§ Exercise aim
Answer these questions using the market report below.
1. Above what resistance level did the German 10y yield close?
2. What peak policy rate are euro area money markets gradually pricing in?
3. From what intraday low to what level did EUR/GBP rebound?

§ Source text

Unexpectedly accelerating inflation in France and Spain set the tone right at the start of European dealings. Core bonds slid with European bonds evidently underperforming US Treasuries. German yields rose 6.2-7.6 bps across the curve with a slight underperformance at the belly. The 10y yield closed above 2.57% resistance to set a new cycle high. US yields added 2.5-3.9 bps at the front end and less than 2 bps elsewhere (excluding the 30y; -1 bps). The 10y yield over there continues to test important resistance around 3.95%. Both European and US bond yields finished off intraday highs though, following an unexpected decline in US Conference Board consumer confidence (from a downwardly revised 106 to 102.9), on the back of a worsened expectations component. But that doesn’t change the evolving market narrative towards hawkish central bank policy to remain in place for longer. In the EA, money markets are gradually pricing in a peak policy rate of 4%, the US is shifting towards 5.5-5.75% with a rate cut no longer fully priced in at the end of the year. Equities, both in Europe and the US, tried a comeback after initially being whipped by the yield rise but in the end finished with some losses still. The dollar took the lead on currency markets. EUR/USD closed near recent lows below 1.06, the trade-weighted DXY (104.869) erased about half of the losses incurred on Tuesday. Sterling’s Windsor Framework boost already faded, as sentiment on equity markets took a turn for the worst. EUR/GBP rebounded from an intraday low at 0.8755 to 0.8798.

§ Supplied records
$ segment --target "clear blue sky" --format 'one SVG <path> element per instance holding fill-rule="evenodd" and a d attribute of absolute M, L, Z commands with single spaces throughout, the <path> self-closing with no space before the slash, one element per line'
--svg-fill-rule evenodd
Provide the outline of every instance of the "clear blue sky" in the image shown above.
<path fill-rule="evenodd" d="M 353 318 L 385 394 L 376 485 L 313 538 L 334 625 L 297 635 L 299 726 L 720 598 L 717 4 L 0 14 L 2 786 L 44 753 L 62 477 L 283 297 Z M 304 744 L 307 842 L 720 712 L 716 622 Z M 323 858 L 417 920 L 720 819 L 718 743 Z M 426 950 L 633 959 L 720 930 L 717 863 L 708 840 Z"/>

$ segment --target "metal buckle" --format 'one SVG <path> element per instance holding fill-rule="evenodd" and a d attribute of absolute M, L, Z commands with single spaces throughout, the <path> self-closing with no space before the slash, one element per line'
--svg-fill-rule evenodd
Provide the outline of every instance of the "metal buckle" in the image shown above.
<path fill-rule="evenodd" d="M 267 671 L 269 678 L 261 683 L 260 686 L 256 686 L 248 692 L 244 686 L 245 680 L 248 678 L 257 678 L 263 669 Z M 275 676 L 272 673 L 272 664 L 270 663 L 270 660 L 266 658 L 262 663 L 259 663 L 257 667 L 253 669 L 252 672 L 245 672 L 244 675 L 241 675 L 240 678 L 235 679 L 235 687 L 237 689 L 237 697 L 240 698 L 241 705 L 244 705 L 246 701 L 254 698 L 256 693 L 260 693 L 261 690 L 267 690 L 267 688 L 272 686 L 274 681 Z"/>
---
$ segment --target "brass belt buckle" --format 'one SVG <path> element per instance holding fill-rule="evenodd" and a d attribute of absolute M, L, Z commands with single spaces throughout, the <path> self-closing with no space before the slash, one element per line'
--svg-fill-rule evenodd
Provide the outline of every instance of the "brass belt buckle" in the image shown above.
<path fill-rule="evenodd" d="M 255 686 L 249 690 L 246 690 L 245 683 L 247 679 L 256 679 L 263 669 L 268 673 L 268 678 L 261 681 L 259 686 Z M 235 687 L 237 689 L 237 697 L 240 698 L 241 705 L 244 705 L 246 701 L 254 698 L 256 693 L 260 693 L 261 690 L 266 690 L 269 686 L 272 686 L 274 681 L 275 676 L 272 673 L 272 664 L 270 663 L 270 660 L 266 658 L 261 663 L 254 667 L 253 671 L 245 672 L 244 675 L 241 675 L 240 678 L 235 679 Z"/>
* * *
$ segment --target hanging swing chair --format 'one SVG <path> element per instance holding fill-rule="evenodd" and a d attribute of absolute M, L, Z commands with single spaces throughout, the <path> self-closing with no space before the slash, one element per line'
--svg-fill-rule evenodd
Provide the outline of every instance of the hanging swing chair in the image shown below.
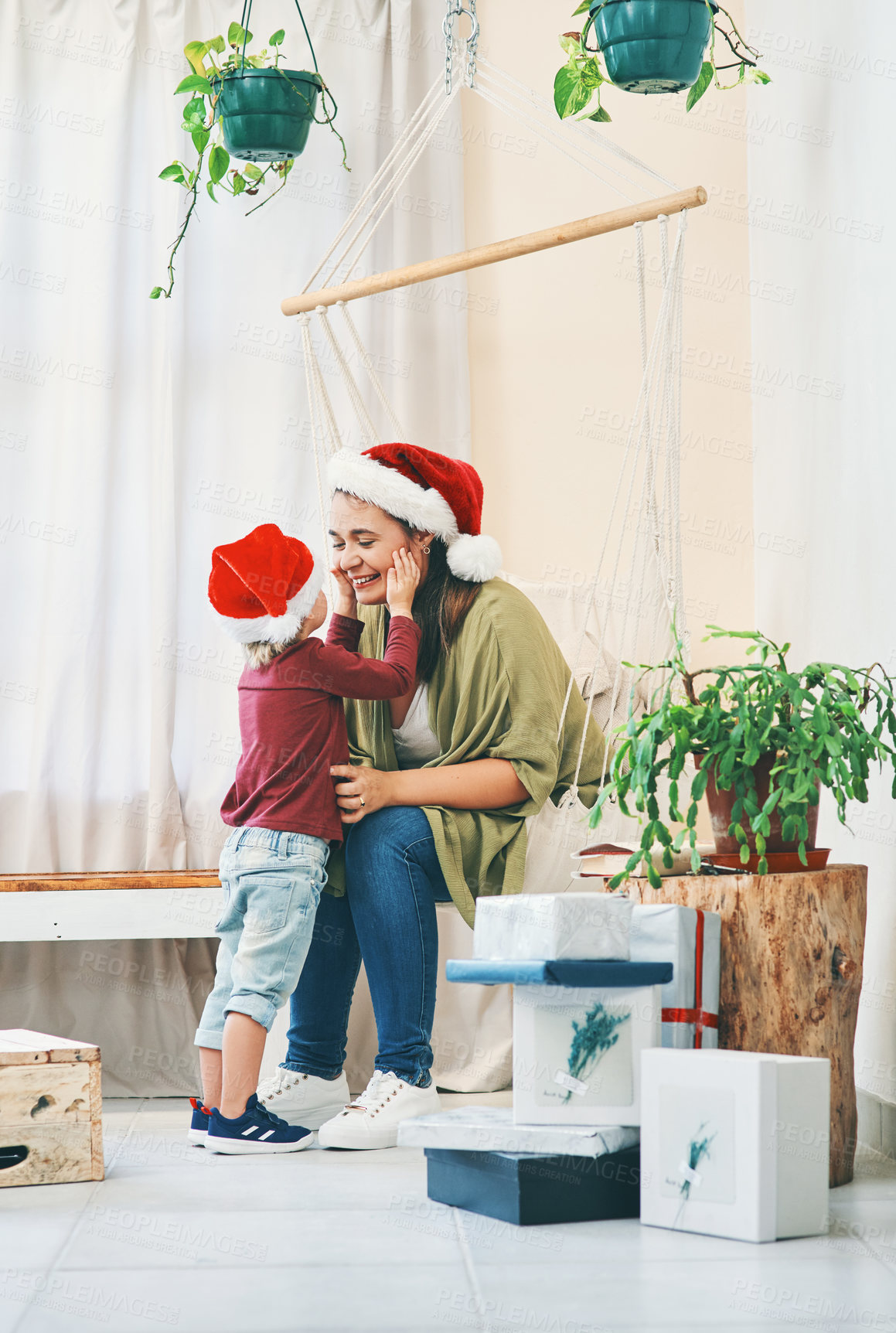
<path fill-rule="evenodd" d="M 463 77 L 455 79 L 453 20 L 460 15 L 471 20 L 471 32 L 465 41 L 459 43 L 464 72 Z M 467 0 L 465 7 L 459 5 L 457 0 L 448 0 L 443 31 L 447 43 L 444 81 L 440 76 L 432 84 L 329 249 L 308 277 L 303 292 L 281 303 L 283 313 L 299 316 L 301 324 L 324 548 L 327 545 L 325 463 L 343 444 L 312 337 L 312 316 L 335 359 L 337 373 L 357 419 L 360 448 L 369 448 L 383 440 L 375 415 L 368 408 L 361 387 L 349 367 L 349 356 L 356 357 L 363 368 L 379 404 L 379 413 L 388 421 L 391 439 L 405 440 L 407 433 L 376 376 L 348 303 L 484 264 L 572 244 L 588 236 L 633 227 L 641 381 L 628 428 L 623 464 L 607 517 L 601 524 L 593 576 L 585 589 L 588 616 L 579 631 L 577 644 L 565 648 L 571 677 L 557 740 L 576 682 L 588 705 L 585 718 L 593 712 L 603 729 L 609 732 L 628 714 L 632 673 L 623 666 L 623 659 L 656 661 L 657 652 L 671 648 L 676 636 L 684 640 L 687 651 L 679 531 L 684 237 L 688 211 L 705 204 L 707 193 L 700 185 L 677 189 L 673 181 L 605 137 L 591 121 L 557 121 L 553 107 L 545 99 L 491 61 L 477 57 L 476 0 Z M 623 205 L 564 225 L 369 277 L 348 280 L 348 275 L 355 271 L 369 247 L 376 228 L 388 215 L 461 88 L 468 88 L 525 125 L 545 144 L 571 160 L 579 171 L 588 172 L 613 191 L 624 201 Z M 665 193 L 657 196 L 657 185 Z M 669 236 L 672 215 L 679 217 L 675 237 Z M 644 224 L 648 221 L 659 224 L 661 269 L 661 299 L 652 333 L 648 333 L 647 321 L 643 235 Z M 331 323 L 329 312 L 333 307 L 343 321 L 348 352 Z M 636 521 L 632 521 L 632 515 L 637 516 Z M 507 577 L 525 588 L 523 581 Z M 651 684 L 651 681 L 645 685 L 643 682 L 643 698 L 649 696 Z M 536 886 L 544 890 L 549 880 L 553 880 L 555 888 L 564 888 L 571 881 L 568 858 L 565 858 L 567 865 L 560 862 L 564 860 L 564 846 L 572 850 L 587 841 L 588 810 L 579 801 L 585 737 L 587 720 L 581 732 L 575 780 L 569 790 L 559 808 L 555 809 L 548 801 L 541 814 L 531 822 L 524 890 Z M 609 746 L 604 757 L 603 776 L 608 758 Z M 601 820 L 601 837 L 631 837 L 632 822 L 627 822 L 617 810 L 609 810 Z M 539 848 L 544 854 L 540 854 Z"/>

§ Solution
1. 2.57%
2. 4%
3. From 0.8755 to 0.8798